Philips PCD 200
Philips PCD 200 is a typical example of branded (not
assembled from Taiwanese parts) 286 from early 1990s. It has fast 12MHz
286 CPU, RAM in 30-pin SIMM sticks and 40 or 60MB ATA hard disk. While
maintaining a small case it was possible to add 2 ISA slots using riser
board. In mainboard, there were serial and parallel ports as well as
disk drives controllers and VGA graphics chip allowing to get even
640x480 in 256 colors. These times VGA graphics was reserved to higher
class computers, not typical office machines which could work with
Hercules.
PCD 200 was sold in 1991 in Europe, mostly France but also in Poland. It
was one of more expensive desktops and optionally came with VGA monitor
and keyboard.
Manufacturer | Philips | |
Origin | Nederlands | |
Year of unit | 1992 | |
Year of introduction | 1991 | |
Class | AT | |
CPU | Intel 80286 | |
Speed | 12MHz | |
RAM | 4MB | |
ROM | PC BIOS | |
Graphics | VGA (640x480x256col) on-board | |
Sound | PC Speaker | |
System expansion bus | 16-bit ISA (2 slots on riser card) | |
Floppy/removable media drives | 1x 3.5" 1.44MB drive | |
Hard disk: |
Maxtor
7060AT (C/H/S: 1024/7/17) |
|
Peripherals in collection: |
||
Other boards:
|
None | |
Non-standard expansions: | Serial and parallel port controllers built-in mainboard | |
Operating system(s): | MS-DOS 6.22 |
The history of my unit is not known. It came in professionally sanitized state, in which the hard disk has been erased and all partitions filled up with DOS 6.22 installation files. It looks like it survived CMOS battery leak which left traces near front panel switches as the battery was external. Not much documentation can be found about it.

▶ _MATERIAL PROVIDED_
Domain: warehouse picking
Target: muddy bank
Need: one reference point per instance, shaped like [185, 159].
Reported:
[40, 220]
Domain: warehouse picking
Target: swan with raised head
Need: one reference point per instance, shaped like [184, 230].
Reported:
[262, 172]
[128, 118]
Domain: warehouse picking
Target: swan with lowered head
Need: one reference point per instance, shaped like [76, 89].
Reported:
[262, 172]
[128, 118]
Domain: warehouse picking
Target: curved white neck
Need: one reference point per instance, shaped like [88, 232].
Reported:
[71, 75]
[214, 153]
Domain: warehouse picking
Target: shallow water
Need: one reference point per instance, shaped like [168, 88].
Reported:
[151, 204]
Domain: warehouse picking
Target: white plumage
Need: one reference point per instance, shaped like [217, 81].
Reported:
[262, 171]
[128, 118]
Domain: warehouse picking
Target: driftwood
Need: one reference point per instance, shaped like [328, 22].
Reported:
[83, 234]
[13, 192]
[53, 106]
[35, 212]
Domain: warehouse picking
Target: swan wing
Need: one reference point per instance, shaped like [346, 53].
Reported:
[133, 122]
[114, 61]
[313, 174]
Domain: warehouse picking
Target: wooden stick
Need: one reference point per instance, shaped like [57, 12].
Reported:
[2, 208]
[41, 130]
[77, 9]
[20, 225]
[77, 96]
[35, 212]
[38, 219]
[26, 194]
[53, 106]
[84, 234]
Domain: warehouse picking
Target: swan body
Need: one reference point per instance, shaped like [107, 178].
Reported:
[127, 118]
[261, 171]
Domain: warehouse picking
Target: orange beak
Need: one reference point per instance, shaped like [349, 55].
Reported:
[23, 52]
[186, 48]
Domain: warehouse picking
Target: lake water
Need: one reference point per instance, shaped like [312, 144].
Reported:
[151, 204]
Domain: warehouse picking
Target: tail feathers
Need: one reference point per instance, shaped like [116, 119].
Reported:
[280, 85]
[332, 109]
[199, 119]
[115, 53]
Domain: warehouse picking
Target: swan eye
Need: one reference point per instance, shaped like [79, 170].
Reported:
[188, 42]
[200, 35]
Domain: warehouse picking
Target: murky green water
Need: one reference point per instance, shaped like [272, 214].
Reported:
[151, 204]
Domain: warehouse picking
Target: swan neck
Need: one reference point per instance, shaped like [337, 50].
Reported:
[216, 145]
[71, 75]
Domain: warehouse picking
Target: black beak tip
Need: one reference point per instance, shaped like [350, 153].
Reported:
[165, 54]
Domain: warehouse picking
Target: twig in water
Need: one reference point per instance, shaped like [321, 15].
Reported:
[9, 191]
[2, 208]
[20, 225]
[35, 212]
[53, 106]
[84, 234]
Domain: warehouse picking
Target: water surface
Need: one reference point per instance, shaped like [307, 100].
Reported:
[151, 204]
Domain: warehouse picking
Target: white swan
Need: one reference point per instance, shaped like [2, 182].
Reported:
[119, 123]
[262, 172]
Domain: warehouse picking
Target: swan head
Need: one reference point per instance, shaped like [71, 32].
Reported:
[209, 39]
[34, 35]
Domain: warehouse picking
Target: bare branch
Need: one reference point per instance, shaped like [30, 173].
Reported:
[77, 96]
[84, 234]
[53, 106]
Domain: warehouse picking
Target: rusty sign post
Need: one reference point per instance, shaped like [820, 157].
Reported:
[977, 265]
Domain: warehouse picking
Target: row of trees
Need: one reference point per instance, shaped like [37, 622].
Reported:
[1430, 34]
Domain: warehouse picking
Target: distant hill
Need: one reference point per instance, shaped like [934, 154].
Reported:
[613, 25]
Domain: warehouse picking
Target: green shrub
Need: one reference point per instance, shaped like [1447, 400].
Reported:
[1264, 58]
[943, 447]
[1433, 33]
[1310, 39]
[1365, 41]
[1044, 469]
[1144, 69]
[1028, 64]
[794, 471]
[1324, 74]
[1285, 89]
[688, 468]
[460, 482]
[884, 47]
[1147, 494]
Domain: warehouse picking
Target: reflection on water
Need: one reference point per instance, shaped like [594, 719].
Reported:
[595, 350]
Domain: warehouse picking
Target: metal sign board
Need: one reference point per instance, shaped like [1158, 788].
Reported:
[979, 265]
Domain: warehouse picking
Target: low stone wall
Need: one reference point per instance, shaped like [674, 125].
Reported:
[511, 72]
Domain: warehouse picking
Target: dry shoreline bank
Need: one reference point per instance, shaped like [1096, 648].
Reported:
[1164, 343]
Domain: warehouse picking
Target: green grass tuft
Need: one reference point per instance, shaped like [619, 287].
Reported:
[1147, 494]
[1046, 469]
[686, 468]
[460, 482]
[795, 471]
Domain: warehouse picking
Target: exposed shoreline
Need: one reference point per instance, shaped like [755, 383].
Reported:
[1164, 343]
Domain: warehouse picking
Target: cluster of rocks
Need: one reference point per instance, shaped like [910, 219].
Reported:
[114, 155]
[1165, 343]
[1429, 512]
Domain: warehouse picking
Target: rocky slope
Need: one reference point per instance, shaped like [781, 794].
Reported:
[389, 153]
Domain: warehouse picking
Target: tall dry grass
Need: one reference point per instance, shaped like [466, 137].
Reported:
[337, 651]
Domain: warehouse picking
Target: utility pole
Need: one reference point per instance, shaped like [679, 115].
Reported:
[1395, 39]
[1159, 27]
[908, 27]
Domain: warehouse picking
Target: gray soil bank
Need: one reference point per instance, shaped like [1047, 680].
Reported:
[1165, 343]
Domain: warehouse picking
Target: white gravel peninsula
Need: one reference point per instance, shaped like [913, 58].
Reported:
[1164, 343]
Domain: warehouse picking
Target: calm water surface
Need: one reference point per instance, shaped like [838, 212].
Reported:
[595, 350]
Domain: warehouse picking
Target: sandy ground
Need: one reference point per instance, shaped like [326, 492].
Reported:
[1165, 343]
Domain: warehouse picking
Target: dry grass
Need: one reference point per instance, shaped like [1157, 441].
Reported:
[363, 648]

▶ _ACTIVITY A_
Answer these about the Philips PCD 200 description:
(i) What clock speed does the 286 CPU run at?
(ii) In which country was the PCD 200 mostly sold?
(iii) Where did the CMOS battery leak leave traces?
▶ _ACTIVITY B_
Give a continuation of the Philips PCD 200 description, starting after its final sentence.
The rows have nothing to do with the Philips PCD 200 description.

▶ _RESULT A_
(i) 12MHz
(ii) France
(iii) Near the front panel switches

▶ _RESULT B_
Contents: | Starting, usage | Configuration |
Starting
The machine boots with Phoenix BIOS and if the setup has to be started a key has to be pressed. There is no built-in diagnostics or disk formatter. After memory test, the computer boots FDD and then if it fails, hard disk. Quite typical.
Most configuration is done in BIOS Setup. There are some undocumented jumpers in the mainboard.